Directions for this task
Leaving out the images, return the data below exactly as it is written.

Material provided

↓

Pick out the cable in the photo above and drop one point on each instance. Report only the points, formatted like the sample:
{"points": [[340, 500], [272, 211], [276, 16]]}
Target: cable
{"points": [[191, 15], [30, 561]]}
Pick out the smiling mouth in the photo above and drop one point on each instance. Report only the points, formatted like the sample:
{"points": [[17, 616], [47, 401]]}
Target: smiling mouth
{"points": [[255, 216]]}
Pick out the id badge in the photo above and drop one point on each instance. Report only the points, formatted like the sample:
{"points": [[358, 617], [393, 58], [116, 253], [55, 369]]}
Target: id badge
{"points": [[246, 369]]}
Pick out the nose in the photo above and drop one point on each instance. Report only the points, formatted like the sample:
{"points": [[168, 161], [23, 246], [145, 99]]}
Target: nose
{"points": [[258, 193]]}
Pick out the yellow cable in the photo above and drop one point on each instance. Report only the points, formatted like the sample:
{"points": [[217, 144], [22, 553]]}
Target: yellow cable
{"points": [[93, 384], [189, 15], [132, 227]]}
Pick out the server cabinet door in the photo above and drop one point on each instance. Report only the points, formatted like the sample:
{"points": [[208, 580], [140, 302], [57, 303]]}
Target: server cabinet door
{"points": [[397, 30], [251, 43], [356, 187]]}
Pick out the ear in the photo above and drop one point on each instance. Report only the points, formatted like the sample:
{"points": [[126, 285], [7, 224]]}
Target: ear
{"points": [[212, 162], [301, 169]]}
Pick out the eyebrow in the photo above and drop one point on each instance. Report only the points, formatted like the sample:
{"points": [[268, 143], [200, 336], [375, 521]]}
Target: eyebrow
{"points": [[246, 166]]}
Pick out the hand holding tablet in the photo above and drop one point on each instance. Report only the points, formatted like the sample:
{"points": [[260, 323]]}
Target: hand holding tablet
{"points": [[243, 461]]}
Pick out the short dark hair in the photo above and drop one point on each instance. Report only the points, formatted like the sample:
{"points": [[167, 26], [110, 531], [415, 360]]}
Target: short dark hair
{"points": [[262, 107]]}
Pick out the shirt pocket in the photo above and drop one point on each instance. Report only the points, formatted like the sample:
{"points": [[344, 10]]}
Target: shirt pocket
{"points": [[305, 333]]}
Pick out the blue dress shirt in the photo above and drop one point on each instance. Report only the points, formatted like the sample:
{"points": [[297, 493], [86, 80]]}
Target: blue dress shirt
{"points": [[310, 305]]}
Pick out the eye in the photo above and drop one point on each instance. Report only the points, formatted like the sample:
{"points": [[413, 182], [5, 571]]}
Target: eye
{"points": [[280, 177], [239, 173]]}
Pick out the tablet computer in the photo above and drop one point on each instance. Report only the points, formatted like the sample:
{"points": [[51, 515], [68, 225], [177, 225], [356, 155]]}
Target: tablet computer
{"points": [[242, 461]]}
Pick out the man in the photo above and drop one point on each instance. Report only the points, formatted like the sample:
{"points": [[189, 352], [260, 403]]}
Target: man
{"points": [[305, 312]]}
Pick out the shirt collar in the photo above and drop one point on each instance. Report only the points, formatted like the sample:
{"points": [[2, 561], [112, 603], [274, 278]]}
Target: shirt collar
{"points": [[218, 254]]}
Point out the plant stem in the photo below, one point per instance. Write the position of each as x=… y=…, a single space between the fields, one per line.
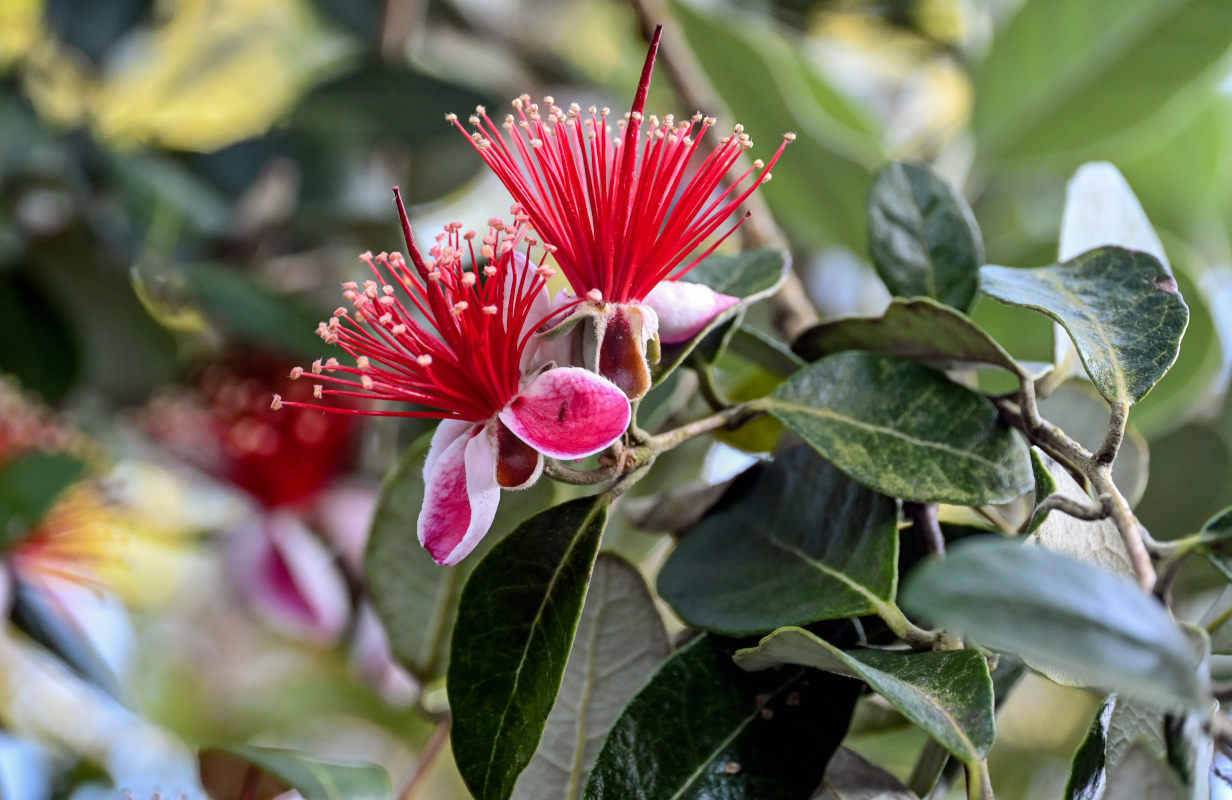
x=923 y=517
x=794 y=311
x=1097 y=469
x=928 y=768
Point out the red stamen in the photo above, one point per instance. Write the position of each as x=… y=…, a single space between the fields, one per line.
x=455 y=348
x=624 y=212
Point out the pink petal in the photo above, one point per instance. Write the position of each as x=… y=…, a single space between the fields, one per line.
x=685 y=308
x=460 y=493
x=568 y=413
x=291 y=578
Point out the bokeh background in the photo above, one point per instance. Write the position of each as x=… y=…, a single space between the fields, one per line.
x=185 y=183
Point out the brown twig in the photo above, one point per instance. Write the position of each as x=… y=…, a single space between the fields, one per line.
x=794 y=311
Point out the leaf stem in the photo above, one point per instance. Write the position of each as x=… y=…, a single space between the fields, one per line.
x=1097 y=469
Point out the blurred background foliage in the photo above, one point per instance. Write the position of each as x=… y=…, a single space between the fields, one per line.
x=182 y=178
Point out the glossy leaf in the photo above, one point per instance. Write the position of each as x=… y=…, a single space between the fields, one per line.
x=1062 y=614
x=1065 y=75
x=904 y=430
x=750 y=275
x=849 y=777
x=948 y=693
x=923 y=238
x=1088 y=775
x=1142 y=774
x=1120 y=307
x=919 y=328
x=515 y=626
x=318 y=779
x=619 y=644
x=414 y=597
x=791 y=542
x=702 y=729
x=28 y=487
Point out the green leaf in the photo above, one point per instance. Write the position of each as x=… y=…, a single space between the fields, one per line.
x=28 y=487
x=47 y=356
x=1217 y=541
x=414 y=597
x=1065 y=75
x=919 y=328
x=849 y=777
x=1120 y=307
x=760 y=348
x=515 y=625
x=749 y=275
x=1142 y=774
x=1088 y=775
x=318 y=779
x=704 y=729
x=923 y=238
x=619 y=644
x=254 y=313
x=771 y=88
x=904 y=430
x=948 y=693
x=791 y=542
x=1062 y=614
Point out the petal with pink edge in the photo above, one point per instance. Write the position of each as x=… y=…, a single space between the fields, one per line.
x=460 y=494
x=290 y=578
x=685 y=308
x=568 y=413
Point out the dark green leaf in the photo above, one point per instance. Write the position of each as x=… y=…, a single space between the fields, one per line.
x=1142 y=774
x=792 y=542
x=904 y=430
x=318 y=779
x=948 y=693
x=515 y=625
x=771 y=88
x=1088 y=774
x=254 y=313
x=620 y=641
x=1120 y=307
x=849 y=777
x=28 y=487
x=414 y=597
x=919 y=328
x=750 y=276
x=923 y=237
x=46 y=358
x=1062 y=614
x=1065 y=75
x=705 y=729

↑

Answer
Pick out the cable in the photo above and drop one point on each instance. Report only the points, formatted like the sample:
{"points": [[340, 500], [272, 211], [276, 16]]}
Target: cable
{"points": [[191, 15], [30, 561]]}
Pick out the smiling mouth in the photo above and drop one point on each instance. Report only the points, formatted like the sample:
{"points": [[17, 616], [47, 401]]}
Target: smiling mouth
{"points": [[255, 216]]}
Pick out the id badge in the photo above and drop one point on each instance. Report only the points, formatted like the sample:
{"points": [[358, 617], [393, 58], [116, 253], [55, 369]]}
Target: id badge
{"points": [[246, 369]]}
Pick out the nose in the photo above and drop one point on each instance. Report only the points, formatted like the sample:
{"points": [[168, 161], [23, 246], [145, 99]]}
Target: nose
{"points": [[258, 193]]}
Pick out the yellow cable in the photo above and drop one point on each instance. Report only the points, formatted like the sample:
{"points": [[217, 144], [22, 553]]}
Target: yellow cable
{"points": [[93, 384], [189, 15], [132, 227]]}
Pick out the server cabinet door in the photo above and drop one point on each instance. Report only the points, formatted like the sample:
{"points": [[208, 580], [140, 302], [57, 303]]}
Target: server cabinet door
{"points": [[397, 30], [251, 43], [356, 187]]}
Pick out the ear in the photo above and drop one point on each instance. Report only the points, formatted like the sample:
{"points": [[126, 285], [7, 224]]}
Target: ear
{"points": [[212, 162], [301, 169]]}
Pick out the eyebrow in the photo above and drop one point on each instance. Report only the points, formatted like the sample:
{"points": [[268, 143], [200, 336], [375, 521]]}
Target: eyebrow
{"points": [[246, 166]]}
Pick out the hand holding tablet in the photo above and drop one point on each instance. Report only the points, formatted like the sample:
{"points": [[260, 323]]}
Target: hand holding tablet
{"points": [[243, 461]]}
Pick out the short dark hair in the photo above and drop one point on each instance. Report only the points, formatted like the sample:
{"points": [[167, 26], [110, 531], [415, 360]]}
Target: short dark hair
{"points": [[262, 107]]}
Pick out the shirt pocket in the photo above and drop one point on each instance. Report only the points, formatted like the sample:
{"points": [[344, 10]]}
Target: shirt pocket
{"points": [[305, 333]]}
Pick out the blue dress shirt in the photo above and drop one point on each instance. Report only the points, formatted like the sample:
{"points": [[297, 493], [86, 80]]}
Target: blue dress shirt
{"points": [[310, 305]]}
Pick out the eye in the photo above and drop one point on each instance. Report only the points, formatted like the sample:
{"points": [[413, 182], [5, 571]]}
Target: eye
{"points": [[280, 177], [239, 173]]}
Pick out the tablet computer in the photo above and drop one point on each instance. Report only the points, formatted like the sample:
{"points": [[51, 515], [68, 225], [177, 225], [356, 155]]}
Target: tablet computer
{"points": [[242, 461]]}
Pick out the man in the photo above and drop one point on each instance. Report only the points, formatted like the sample:
{"points": [[189, 352], [260, 403]]}
Target: man
{"points": [[305, 312]]}
Pick out the shirt collar in the photo above and drop one point on each instance. Report only the points, formatted like the sample:
{"points": [[2, 561], [112, 603], [274, 278]]}
Target: shirt collar
{"points": [[218, 254]]}
Point out the plant stem in the photo below, one point per instance. Write the position of each as x=… y=…, a single space between the fields, one per line.
x=923 y=517
x=794 y=311
x=1097 y=469
x=928 y=768
Point out the red stamen in the photo above, one point per instance. Write the position of each as x=… y=…, a single space between the fields, one per line.
x=455 y=348
x=624 y=212
Point out the pink petal in the photo above, one point per instance. Write the position of each as x=… y=…, a single space between the fields, one per line.
x=685 y=308
x=460 y=493
x=568 y=413
x=291 y=578
Point out the bokeh background in the photo above, one point per instance. Write the position of each as x=… y=…, a single space between the fields, one per line.
x=185 y=183
Point out the brown twig in the photo above, one point per instance. Write the position of each as x=… y=…, a single space between the fields, one per line.
x=794 y=311
Point out the leaf stem in the photo above, one point per instance. Write the position of each as x=… y=…, a single space between the fields, one per line.
x=1097 y=469
Point out the blurred background foliage in the photo above, one point per instance. Write the position of each as x=… y=…, a single space between the fields, one per line.
x=182 y=178
Point out the glossy leaf in the photo above, one point per instance. Write the position of each as x=… y=…, a single space between the fields, one per line.
x=1062 y=614
x=1065 y=75
x=904 y=430
x=750 y=275
x=849 y=777
x=948 y=693
x=923 y=238
x=1088 y=775
x=1142 y=774
x=1120 y=307
x=919 y=328
x=515 y=626
x=318 y=779
x=619 y=644
x=414 y=597
x=791 y=542
x=702 y=729
x=28 y=487
Point out the green leaf in the photo above, one point per instance. Write the position of each as x=… y=…, a single space between the fields, one per line.
x=28 y=487
x=47 y=356
x=1217 y=541
x=414 y=597
x=1065 y=75
x=919 y=328
x=849 y=777
x=1120 y=307
x=760 y=348
x=515 y=625
x=749 y=275
x=1142 y=774
x=1088 y=775
x=318 y=779
x=704 y=729
x=923 y=238
x=619 y=644
x=254 y=313
x=771 y=88
x=904 y=430
x=948 y=693
x=791 y=542
x=1062 y=614
Point out the petal with pink edge in the photo above, one point per instance. Write the position of each as x=… y=…, a single space between the fields, one per line.
x=460 y=494
x=290 y=578
x=685 y=308
x=568 y=413
Point out the dark green leaf in the photo above, one point per instance. Write the position of each as x=… y=…, a single space between the fields, one per line.
x=1142 y=774
x=792 y=542
x=904 y=430
x=318 y=779
x=948 y=693
x=515 y=625
x=771 y=88
x=1088 y=774
x=254 y=313
x=620 y=641
x=1120 y=307
x=849 y=777
x=28 y=487
x=414 y=597
x=919 y=328
x=750 y=276
x=923 y=237
x=46 y=358
x=1062 y=614
x=1065 y=75
x=705 y=729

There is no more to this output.